--- start of Input material ---
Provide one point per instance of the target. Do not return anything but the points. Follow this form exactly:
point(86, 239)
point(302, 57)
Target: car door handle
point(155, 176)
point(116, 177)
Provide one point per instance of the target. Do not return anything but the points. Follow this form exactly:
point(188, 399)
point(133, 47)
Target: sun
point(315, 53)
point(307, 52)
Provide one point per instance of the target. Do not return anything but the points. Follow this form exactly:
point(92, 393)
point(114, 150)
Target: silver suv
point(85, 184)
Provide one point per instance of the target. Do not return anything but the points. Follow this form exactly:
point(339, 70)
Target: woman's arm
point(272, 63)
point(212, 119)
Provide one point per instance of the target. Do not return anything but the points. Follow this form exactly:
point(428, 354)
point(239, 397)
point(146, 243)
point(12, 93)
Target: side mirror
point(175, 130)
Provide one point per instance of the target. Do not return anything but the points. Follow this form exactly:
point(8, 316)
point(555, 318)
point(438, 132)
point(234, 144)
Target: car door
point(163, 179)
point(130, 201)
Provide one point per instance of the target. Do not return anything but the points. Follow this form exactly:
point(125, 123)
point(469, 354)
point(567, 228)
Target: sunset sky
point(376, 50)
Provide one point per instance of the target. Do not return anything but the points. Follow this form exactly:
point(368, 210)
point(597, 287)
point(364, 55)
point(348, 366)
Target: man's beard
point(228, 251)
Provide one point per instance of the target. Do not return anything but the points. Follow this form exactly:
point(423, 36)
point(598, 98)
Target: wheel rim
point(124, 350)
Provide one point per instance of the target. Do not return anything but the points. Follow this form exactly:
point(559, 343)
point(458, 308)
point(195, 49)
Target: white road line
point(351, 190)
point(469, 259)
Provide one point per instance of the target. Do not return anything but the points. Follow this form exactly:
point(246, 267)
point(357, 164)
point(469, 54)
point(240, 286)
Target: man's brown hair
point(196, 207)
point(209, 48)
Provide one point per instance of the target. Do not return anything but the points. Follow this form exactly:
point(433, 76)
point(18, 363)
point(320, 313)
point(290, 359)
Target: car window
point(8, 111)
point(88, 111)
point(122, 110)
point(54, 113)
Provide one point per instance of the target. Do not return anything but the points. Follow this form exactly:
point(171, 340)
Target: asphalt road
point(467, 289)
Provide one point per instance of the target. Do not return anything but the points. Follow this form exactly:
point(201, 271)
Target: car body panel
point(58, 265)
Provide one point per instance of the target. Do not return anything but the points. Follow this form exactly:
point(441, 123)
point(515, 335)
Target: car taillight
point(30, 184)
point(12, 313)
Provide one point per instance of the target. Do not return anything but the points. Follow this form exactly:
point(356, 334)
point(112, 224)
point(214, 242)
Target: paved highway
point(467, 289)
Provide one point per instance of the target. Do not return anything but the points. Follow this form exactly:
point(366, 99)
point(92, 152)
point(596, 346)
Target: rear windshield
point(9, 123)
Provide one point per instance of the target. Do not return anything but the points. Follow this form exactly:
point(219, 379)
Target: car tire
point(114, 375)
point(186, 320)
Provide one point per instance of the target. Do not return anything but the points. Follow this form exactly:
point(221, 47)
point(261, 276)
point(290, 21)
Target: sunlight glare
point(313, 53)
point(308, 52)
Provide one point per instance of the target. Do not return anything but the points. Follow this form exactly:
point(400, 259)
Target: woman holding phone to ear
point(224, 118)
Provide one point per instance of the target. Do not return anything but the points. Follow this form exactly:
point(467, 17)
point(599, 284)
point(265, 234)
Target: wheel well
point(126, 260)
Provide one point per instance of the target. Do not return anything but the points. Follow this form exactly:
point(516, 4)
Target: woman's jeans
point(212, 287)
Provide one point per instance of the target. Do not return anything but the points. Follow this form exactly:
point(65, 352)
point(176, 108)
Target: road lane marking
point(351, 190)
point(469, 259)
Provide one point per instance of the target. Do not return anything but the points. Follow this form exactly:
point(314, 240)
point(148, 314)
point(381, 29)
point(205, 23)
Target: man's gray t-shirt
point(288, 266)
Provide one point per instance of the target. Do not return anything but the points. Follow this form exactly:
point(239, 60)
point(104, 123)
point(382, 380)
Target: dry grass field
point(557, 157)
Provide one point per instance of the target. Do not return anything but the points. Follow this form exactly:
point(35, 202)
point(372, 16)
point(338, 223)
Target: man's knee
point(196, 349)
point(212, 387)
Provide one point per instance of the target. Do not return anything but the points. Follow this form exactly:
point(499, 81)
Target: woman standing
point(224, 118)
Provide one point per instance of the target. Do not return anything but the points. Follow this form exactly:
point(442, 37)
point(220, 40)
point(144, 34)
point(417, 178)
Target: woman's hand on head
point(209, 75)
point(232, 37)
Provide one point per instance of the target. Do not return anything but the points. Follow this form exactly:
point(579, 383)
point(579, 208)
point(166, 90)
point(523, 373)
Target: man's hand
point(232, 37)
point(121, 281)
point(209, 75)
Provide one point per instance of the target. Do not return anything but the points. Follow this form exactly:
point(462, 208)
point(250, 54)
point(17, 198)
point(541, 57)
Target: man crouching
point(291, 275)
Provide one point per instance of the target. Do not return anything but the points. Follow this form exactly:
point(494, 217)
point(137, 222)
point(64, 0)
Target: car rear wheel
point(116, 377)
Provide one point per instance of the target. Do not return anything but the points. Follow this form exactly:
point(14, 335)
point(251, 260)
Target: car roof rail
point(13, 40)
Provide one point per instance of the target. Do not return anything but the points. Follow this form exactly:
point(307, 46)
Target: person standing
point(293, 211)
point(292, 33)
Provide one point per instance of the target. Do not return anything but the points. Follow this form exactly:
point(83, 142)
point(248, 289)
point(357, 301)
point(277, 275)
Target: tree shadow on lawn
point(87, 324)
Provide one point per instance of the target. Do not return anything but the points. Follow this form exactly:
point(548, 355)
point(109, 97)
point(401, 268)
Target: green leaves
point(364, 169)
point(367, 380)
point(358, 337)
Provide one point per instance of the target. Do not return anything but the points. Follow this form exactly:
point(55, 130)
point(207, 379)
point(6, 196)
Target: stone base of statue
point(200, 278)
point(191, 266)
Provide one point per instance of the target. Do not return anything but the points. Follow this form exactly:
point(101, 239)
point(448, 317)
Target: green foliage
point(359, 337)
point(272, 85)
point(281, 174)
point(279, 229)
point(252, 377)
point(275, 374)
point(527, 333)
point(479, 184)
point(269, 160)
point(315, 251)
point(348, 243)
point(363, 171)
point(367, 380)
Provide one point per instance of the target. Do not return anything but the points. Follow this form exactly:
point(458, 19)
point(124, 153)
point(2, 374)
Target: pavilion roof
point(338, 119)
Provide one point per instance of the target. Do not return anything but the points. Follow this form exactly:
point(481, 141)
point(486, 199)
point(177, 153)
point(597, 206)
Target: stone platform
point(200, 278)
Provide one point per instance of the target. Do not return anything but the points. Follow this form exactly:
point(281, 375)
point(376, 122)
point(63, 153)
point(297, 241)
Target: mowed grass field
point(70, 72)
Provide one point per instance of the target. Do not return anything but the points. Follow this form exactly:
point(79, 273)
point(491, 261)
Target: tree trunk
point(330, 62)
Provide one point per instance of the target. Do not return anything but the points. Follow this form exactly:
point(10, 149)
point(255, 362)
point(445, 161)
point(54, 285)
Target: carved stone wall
--- end of Input material ---
Directions for this task –
Convert the records into a Markdown table with the columns Row and Text. Start at the first line of the records, end at the line containing "point(175, 130)", and omit blank lines.

Written response –
| Row | Text |
|---|---|
| 1 | Provide one point per instance of the target. Do not return anything but the points. Follow this form exactly: |
| 2 | point(86, 239) |
| 3 | point(302, 57) |
| 4 | Target: car door handle |
| 5 | point(155, 176) |
| 6 | point(116, 177) |
| 7 | Provide one point per instance of the target. Do not return anything but the points. Follow this form exactly: |
| 8 | point(188, 399) |
| 9 | point(133, 47) |
| 10 | Target: sun |
| 11 | point(315, 53) |
| 12 | point(307, 52) |
| 13 | Provide one point per instance of the target. Do not return anything but the points. Follow this form exactly: |
| 14 | point(92, 393) |
| 15 | point(114, 150) |
| 16 | Target: silver suv |
| 17 | point(85, 184) |
| 18 | Provide one point per instance of the target. Do not return anything but the points. Follow this form exactly: |
| 19 | point(339, 70) |
| 20 | Target: woman's arm |
| 21 | point(272, 63) |
| 22 | point(212, 119) |
| 23 | Provide one point per instance of the target. Do not return anything but the points. Follow this form exactly: |
| 24 | point(428, 354) |
| 25 | point(239, 397) |
| 26 | point(146, 243) |
| 27 | point(12, 93) |
| 28 | Target: side mirror |
| 29 | point(175, 130) |